*Problem statement*. Write out the material below word for word, leaving out the pictures.
>> Start
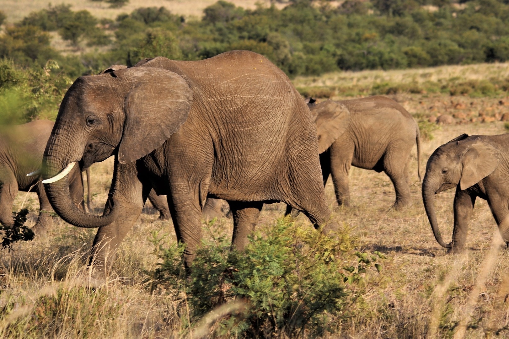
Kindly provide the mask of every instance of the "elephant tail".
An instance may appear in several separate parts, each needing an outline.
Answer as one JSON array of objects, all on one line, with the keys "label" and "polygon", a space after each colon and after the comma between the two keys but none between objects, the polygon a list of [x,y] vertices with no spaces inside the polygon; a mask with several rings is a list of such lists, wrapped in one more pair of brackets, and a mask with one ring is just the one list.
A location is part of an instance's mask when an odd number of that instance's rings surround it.
[{"label": "elephant tail", "polygon": [[417,133],[415,133],[415,144],[417,144],[417,175],[419,180],[422,181],[420,176],[420,132],[419,131],[419,125],[415,124],[417,127]]}]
>> End
*The output*.
Kindly provide the mask of every instance of the "elephant tail".
An instance may appear in several separate parts, each needing an outline.
Answer as one JSON array of objects, all on one line, with the keys "label" and "polygon", a space after each colon and after the comma between the two keys but none between objects, the polygon a list of [x,y] vertices with no spaces inside the polygon; a mask with several rings is a list of such lists, wrapped in one more pair of brackets, and a mask with one ring is just the one list.
A location is part of an instance's mask when an odd number of that instance's rings surround it.
[{"label": "elephant tail", "polygon": [[417,133],[415,133],[415,144],[417,144],[417,175],[419,180],[422,181],[420,176],[420,132],[419,131],[419,125],[415,124],[417,127]]}]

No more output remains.